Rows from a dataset
* start *
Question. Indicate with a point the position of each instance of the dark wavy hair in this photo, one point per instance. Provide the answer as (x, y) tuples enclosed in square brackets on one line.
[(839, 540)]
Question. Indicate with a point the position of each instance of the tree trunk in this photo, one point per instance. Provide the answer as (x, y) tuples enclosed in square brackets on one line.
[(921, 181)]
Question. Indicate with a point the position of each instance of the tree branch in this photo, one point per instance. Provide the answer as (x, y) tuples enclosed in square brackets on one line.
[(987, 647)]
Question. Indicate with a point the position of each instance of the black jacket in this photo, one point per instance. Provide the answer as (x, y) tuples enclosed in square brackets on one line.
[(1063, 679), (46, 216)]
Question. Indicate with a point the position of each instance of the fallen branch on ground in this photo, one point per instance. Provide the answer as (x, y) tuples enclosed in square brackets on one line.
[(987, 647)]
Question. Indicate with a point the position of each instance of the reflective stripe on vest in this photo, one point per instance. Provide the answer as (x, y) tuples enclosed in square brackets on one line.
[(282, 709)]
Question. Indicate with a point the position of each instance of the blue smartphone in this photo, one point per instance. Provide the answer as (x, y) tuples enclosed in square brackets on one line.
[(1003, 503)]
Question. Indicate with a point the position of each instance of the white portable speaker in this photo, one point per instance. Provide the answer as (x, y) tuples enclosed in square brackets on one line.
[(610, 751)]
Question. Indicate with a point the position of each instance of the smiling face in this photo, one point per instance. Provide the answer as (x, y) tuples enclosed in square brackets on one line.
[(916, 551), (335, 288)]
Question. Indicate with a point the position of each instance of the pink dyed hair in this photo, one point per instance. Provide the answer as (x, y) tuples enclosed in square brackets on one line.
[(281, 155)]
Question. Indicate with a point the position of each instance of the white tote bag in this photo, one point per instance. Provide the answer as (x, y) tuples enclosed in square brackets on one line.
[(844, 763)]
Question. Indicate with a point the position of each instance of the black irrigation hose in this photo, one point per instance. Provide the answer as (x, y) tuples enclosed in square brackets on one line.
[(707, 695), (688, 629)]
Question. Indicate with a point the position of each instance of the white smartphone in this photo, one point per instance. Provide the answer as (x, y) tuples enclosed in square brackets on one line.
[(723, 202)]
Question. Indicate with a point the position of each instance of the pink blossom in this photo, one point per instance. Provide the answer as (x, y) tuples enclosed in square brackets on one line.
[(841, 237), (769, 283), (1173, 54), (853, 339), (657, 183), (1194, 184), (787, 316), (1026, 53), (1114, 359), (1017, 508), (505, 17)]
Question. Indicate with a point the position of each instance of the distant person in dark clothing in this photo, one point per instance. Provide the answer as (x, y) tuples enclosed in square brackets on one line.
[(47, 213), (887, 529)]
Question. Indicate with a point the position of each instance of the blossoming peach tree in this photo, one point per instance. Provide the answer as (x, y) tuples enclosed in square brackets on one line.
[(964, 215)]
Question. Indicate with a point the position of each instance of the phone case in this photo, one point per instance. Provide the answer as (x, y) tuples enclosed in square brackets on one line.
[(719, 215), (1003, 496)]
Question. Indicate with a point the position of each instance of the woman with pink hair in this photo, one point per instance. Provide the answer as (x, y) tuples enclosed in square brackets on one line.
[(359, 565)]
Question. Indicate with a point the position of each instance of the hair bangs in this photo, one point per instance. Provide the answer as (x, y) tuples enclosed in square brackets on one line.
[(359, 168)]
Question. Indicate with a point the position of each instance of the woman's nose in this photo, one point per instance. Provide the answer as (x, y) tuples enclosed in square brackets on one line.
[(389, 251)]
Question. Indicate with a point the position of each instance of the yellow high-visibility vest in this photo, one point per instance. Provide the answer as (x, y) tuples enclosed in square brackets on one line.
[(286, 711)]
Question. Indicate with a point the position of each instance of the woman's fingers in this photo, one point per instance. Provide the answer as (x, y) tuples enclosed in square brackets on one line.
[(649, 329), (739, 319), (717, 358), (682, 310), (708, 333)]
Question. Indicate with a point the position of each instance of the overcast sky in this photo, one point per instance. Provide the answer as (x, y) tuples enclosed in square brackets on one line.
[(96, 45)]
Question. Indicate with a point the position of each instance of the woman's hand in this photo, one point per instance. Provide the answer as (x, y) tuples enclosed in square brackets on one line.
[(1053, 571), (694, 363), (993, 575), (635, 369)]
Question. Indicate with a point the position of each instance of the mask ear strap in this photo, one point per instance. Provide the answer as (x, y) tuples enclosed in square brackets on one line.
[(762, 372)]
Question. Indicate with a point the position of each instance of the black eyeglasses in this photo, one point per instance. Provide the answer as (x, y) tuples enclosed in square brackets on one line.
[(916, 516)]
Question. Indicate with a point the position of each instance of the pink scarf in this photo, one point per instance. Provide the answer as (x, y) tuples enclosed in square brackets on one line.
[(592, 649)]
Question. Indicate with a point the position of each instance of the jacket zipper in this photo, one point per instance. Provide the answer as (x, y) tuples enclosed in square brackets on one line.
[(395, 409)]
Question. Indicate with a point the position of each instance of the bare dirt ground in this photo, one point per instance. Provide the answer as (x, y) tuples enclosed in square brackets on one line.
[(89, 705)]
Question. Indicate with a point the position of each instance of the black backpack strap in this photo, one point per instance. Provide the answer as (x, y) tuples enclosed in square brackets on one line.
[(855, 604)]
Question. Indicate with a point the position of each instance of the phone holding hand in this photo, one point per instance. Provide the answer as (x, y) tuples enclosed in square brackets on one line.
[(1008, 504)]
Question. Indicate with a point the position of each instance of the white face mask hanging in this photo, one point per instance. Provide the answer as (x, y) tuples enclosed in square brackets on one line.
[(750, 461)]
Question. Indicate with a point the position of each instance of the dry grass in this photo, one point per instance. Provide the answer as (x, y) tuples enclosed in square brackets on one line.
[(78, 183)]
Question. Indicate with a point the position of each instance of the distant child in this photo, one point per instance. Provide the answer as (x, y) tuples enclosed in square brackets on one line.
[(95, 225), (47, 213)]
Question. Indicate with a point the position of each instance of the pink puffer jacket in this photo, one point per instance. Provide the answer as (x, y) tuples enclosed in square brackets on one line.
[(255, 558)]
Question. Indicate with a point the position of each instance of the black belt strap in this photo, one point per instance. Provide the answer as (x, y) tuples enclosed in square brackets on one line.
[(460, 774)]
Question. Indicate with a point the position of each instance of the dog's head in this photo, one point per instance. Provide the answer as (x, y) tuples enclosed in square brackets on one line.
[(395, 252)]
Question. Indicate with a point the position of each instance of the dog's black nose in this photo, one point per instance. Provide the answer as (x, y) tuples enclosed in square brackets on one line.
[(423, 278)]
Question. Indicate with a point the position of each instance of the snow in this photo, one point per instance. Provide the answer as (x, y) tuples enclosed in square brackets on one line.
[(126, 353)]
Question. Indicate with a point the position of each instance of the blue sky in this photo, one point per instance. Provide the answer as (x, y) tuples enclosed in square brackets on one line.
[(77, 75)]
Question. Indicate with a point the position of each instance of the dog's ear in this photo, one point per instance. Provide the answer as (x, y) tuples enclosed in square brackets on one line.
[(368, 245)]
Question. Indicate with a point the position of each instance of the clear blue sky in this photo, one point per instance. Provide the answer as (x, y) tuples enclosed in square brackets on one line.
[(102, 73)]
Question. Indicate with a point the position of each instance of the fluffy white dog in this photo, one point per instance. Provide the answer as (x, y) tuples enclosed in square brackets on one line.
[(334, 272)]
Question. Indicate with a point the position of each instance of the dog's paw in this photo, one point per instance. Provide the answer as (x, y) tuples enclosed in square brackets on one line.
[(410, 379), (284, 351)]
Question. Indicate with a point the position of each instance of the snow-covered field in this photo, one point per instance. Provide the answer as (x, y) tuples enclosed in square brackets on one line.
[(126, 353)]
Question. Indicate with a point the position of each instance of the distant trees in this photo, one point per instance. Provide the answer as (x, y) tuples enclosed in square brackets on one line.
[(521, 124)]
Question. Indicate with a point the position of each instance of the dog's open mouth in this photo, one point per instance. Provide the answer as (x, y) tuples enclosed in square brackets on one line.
* end *
* _Given request_
Turn the rows above, from the line holding "the woman's hand" through the line holding "[(89, 705)]", inclusive, into a two-column CSV headed "instruction" and "answer". Give one line per row, with the text and its answer each in a single quoted field and any line breaks replaced by spaces.

* _Output of the exercise_
instruction,answer
"Question. Indicate with a point the position of each instance of the woman's hand in this photo, one point per instance. Provide the answer as (x, y) tuples enclosed in square brackets on one line.","[(1053, 571), (694, 363), (993, 575), (635, 369)]"
"Question. Indicate with a point the position of each instance of the mask ear strap in this photo, one point per instance. Provide the answer as (x, y) tuples enclosed in square brackets on one line.","[(762, 372)]"
"Question. Indicate with a point the position of each instance of the black eyeglasses in this photo, one point per instance. Provide the answer as (x, y) tuples enclosed in square brackets on one line.","[(916, 516)]"
"Question. Indicate with a point the position of each instance of the pink scarf in this photo, one point per instance. Provide the answer as (x, y) tuples enclosed in square brackets on one line.","[(592, 649)]"
"Question. Indicate with a point the position of each instance of the jacket zipper in this photo, one point per instance. Provide the answer as (x, y) tuples enclosed in square brackets on one line.","[(395, 409)]"
"Question. Indicate with a point the position of each instance of the bare dirt ground in this photo, one point per instance. Provide the answer as (x, y) tuples enclosed in square brackets on one line.","[(89, 705)]"